Robert Collins (lifeless) wrote :

Also, do you have the C extensions built for bzr?

Tom Haddon (mthaddon) wrote :

We do have the C extensions built:

https://pastebin.canonical.com/21534/

-----BEGIN PGP SIGNED MESSAGE-----
Hash: SHA1

Tom Haddon wrote:
> On Wed, 2009-08-26 at 20:44 +0000, John A Meinel wrote:
> John A Meinel wrote:
> ...
>
>>>> 5) Individually no process seems to be more that 7-800MB, but since you
>>>> have several running at once, it adds up.
> So in doing a local bzr:// branch of a mysql-5.1 repo, I see the server
> hit a peak of 299MB, and the client hit a peak of 178MB. (using
> python2.5 and bzr.dev 4595.
>
>> Can you do the same with the versions we're using for LP (of python and
>> bzr) to confirm there's a difference and not just that it's a difference
>> of environment?

I cannot trivially do so.

Assuming you are using bzr 1.17 on LP, we don't really have any idea
what version the client is, without a log. But we could also assume 1.17
for now.

Going further, I'm also not using the exact same branch. I'm using a
mysql-5.1 not mysql-maria. Nor will it have exactly the same
packs-on-disk layout, etc.

= = = =

Brief A => Within the records, swap "Target" for "Label" everywhere it occurs, starting with the line that contains "leg shown above." and going on through the line that contains "x=189, y=85". Give back only those lines, with nothing else changed.
Brief B => Write the next part of the thread about bzr memory use, picking up after its last sentence.

Data supplied =>

= = = =

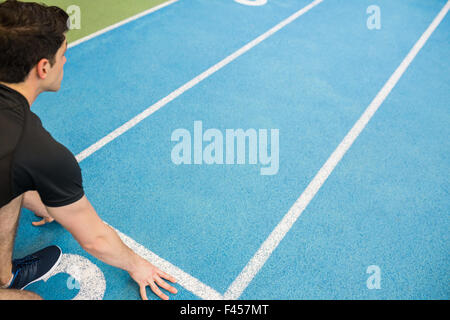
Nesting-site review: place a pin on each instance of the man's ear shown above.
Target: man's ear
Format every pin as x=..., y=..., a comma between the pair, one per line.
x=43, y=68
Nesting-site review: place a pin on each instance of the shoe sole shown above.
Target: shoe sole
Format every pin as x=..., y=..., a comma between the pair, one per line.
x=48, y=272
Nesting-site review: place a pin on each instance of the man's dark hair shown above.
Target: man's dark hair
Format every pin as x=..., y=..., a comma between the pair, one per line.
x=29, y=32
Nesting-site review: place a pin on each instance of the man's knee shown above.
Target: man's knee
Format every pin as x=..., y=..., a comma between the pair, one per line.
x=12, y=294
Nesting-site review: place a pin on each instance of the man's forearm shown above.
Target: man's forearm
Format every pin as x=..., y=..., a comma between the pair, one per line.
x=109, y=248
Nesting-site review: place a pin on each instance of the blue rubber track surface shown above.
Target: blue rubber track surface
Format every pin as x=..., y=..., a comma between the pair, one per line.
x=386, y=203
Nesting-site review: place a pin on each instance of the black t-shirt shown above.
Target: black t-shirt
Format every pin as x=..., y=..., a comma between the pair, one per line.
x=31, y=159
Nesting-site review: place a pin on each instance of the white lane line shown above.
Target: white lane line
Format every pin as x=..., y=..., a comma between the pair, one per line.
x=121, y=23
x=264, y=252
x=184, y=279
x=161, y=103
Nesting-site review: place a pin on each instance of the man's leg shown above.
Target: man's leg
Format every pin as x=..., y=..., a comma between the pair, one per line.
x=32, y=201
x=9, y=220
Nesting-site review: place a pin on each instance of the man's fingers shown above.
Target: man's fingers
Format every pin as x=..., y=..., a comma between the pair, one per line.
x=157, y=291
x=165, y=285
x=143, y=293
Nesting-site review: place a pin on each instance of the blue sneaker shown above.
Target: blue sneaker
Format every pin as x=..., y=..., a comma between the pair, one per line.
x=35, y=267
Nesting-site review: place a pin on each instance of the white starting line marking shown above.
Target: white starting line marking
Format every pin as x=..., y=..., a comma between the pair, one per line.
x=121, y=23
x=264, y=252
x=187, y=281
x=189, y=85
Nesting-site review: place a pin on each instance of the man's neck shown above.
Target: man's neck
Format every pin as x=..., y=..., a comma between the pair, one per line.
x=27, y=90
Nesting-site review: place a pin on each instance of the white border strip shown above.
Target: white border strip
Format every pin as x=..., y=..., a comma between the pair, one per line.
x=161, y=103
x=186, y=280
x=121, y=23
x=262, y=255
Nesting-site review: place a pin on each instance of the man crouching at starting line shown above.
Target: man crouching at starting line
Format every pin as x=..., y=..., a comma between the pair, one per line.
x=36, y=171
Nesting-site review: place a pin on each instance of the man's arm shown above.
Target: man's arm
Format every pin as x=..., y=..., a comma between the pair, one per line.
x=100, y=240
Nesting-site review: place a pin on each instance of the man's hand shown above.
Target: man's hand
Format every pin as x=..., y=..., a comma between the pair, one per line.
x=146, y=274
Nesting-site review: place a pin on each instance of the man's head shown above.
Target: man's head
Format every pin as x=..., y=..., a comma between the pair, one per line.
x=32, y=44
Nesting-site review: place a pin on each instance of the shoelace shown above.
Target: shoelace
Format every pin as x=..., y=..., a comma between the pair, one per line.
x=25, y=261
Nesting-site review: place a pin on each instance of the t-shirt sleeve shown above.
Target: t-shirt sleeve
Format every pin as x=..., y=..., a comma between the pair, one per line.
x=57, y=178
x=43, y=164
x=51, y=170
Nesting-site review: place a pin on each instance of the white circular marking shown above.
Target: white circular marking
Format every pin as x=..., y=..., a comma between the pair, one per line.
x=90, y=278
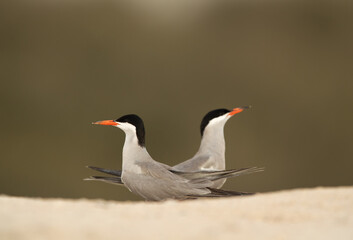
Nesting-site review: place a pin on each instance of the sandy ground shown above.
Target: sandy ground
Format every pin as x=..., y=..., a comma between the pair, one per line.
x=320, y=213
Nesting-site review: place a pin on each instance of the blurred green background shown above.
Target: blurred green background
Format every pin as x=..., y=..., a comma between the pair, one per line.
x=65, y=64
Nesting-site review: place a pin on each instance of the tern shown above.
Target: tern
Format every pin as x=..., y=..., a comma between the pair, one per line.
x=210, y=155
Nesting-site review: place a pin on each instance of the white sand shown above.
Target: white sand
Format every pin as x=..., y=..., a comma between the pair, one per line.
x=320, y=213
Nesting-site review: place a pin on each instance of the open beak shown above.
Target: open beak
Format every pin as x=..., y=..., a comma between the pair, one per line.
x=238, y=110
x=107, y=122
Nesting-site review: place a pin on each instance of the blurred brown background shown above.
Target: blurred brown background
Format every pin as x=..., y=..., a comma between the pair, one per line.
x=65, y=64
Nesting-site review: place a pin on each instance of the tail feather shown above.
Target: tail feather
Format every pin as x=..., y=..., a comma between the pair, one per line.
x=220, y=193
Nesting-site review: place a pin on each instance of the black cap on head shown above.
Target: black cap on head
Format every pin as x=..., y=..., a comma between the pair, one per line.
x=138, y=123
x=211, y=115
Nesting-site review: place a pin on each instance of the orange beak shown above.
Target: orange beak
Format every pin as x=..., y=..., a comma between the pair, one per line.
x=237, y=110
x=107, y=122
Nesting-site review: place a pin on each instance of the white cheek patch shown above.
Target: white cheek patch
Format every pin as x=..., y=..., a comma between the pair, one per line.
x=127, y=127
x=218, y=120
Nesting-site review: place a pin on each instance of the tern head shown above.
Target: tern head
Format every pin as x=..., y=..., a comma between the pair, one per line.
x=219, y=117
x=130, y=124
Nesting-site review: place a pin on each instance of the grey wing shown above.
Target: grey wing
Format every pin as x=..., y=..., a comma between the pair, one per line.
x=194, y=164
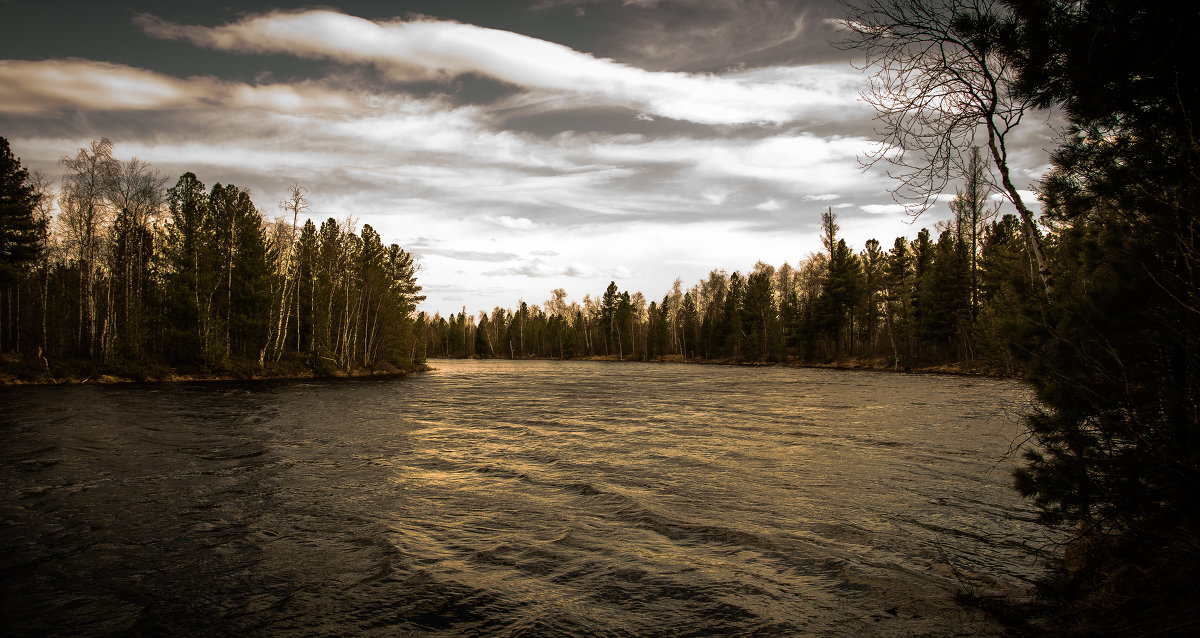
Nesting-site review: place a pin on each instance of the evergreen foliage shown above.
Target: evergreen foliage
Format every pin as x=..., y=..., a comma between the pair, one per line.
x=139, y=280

= = = =

Task result A =>
Nesting-site review: place a pin on each instance of the man's leg shown above.
Label: man's leg
Format every pin as x=..., y=..., a comma between the pair, one per line.
x=32, y=201
x=9, y=220
Nesting-site review: place a pin on each instance of the man's fingers shown above.
Label: man's fingers
Format every pin as x=..., y=..., a comma between the pair, one per line.
x=157, y=291
x=165, y=285
x=143, y=293
Nesting-site review: place a pin on each instance of the blue sneaker shown above.
Label: blue sneaker
Format every pin as x=..., y=..., a comma between the pair, one per line.
x=35, y=267
Nesting-site review: place a pin on each instance of the white starting line marking shown above.
Label: white starting line marking
Format every pin as x=..., y=..., a comma between the pair, one per line.
x=121, y=23
x=264, y=252
x=187, y=281
x=189, y=85

Task result B =>
But the real reason is that for whatever reason python2.4 doesn't like
my bzr. In fact my python 2.4 has some real problems:

$ python2.4 -c 'import locale'
Traceback (most recent call last):
  File "<string>", line 1, in ?
ImportError: No module named locale

Maybe I'll look closer at it tomorrow, but I'd rather just look at the
current situation.

I just realized... if you have 8GB of ram you almost certainly are
running a 64-bit platform. And memory consumption on 64-bit python is
pretty much always 2x. Not exactly, but it gives a really good ballpark.
(Almost every object is a pointer or a 'long' both of which go from
32-bit => 64-bit...)

So probably my 299MB fits the 540MB resident that you were seeing.

John
=:->
-----BEGIN PGP SIGNATURE-----
Version: GnuPG v1.4.9 (Cygwin)
Comment: Using GnuPG with Mozilla - http://enigmail.mozdev.org/

iEYEARECAAYFAkqV9C4ACgkQJdeBCYSNAAO8EQCePHpdDzrWIAbjJbGzAhWfyqRN
dGMAoIjB1xNucqbZqm/o3C/HZaZP9t/p
=CY3B
-----END PGP SIGNATURE-----

On Thu, 2009-08-27 at 02:49 +0000, John A Meinel wrote:
> -----BEGIN PGP SIGNED MESSAGE-----
> Hash: SHA1
>
> Tom Haddon wrote:
> > On Wed, 2009-08-26 at 20:44 +0000, John A Meinel wrote:
> > John A Meinel wrote:
> > ...
> >
> >>>> 5) Individually no process seems to be more that 7-800MB, but since you
> >>>> have several running at once, it adds up.
> > So in doing a local bzr:// branch of a mysql-5.1 repo, I see the server
> > hit a peak of 299MB, and the client hit a peak of 178MB. (using
> > python2.5 and bzr.dev 4595.
> >
> >> Can you do the same with the versions we're using for LP (of python and
> >> bzr) to confirm there's a difference and not just that it's a difference
> >> of environment?
>
> I cannot trivially do so.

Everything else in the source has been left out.